====== Items ======

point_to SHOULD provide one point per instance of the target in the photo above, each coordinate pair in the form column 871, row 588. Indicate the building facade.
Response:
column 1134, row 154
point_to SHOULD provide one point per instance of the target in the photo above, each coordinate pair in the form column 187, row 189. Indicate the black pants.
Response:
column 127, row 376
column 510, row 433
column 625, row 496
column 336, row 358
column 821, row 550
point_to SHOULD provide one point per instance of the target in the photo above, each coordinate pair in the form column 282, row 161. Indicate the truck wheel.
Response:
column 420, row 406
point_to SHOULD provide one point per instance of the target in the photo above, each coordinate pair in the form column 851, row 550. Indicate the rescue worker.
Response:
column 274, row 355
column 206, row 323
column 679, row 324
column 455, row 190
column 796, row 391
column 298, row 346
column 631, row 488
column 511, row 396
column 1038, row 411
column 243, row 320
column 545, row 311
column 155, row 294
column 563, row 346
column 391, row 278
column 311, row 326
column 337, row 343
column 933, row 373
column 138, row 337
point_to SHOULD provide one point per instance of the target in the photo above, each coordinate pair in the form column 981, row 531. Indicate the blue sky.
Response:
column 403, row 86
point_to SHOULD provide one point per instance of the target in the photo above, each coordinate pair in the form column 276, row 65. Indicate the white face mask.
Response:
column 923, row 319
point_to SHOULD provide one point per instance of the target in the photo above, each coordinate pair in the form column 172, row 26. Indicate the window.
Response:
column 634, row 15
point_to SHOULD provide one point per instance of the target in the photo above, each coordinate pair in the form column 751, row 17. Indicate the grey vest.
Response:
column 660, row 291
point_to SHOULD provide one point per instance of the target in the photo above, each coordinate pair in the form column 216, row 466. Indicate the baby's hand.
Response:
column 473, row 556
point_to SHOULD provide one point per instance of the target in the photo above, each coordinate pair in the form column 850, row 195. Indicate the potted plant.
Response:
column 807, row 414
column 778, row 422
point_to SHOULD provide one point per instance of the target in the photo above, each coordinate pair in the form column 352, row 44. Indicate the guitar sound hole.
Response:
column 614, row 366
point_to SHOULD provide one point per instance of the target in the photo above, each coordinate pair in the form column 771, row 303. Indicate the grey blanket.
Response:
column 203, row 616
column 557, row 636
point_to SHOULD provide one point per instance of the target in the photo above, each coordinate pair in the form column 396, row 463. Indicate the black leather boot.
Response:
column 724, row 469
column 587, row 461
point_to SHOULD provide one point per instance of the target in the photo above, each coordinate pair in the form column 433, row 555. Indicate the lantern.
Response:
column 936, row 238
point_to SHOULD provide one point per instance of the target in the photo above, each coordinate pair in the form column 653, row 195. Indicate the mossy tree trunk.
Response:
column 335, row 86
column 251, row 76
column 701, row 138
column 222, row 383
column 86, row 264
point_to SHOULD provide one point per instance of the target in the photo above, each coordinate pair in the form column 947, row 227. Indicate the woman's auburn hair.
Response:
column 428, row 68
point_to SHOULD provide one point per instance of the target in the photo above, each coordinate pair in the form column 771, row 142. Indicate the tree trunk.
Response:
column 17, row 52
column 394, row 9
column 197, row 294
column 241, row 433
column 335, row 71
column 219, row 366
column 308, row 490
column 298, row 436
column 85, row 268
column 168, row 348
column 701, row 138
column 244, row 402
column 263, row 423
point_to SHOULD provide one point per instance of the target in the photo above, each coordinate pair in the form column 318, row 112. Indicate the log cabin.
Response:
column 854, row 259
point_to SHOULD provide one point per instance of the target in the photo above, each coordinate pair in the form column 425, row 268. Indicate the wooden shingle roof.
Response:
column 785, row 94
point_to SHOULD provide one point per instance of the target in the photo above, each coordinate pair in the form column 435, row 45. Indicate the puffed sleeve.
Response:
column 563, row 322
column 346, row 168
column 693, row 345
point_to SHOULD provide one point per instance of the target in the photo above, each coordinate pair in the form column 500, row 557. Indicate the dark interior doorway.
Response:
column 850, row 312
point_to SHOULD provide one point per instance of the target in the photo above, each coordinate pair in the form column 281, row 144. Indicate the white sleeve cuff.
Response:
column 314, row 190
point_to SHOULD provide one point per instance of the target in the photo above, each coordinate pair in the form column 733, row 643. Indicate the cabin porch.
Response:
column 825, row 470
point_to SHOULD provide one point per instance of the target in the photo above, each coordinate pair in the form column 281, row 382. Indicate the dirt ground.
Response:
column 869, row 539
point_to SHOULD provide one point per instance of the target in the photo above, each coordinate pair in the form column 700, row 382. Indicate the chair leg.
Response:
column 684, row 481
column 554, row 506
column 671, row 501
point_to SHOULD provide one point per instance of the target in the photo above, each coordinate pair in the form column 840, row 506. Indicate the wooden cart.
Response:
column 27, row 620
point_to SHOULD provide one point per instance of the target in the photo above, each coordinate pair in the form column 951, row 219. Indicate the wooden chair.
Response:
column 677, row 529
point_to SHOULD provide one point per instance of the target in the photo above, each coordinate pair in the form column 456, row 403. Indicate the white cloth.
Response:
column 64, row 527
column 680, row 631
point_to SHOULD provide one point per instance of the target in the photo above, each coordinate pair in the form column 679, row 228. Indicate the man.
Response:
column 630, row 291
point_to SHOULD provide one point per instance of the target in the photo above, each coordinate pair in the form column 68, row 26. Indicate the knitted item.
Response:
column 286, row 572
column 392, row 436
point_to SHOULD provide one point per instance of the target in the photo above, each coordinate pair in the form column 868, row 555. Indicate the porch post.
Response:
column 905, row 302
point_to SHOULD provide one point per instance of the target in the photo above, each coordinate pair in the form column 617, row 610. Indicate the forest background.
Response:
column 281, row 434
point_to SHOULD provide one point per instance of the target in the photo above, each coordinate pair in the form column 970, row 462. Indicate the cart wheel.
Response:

======

=== Work to complete ===
Rewrite the lines from the one containing "Indicate the window." through the one containing "column 936, row 238", swapping in "Reply" for every "Response" and leaving everything else as it is.

=== Written response ===
point_to SHOULD provide one point per instance of the target in the photo above, each coordinate pair in the form column 172, row 26. Indicate the window.
Reply:
column 634, row 15
point_to SHOULD provide one point per instance of the target in the photo above, each coordinate pair in the form column 751, row 17. Indicate the grey vest.
Reply:
column 660, row 291
point_to SHOULD provide one point per instance of the target in the photo above, each coordinate pair in the form column 216, row 466. Indicate the baby's hand.
Reply:
column 473, row 556
point_to SHOULD provide one point per instance of the target in the photo above, each coordinate pair in the form column 850, row 195. Indicate the potted plant.
Reply:
column 807, row 414
column 778, row 422
point_to SHOULD provide one point per instance of the target in the photo above, each coordinate pair in the form column 352, row 44. Indicate the guitar sound hole.
Reply:
column 614, row 366
point_to SHOULD provide one point per instance of the target in the photo above, each coordinate pair in the form column 771, row 303. Indicate the grey blanket.
Reply:
column 203, row 616
column 557, row 636
point_to SHOULD provide one point per instance of the target in the photo above, each coordinate pair in the form column 396, row 463. Indicate the black leather boot.
Reply:
column 724, row 469
column 587, row 461
point_to SHOULD provide one point per instance of the target in the photo above, each coordinate pair in the form column 433, row 555. Indicate the lantern.
Reply:
column 936, row 238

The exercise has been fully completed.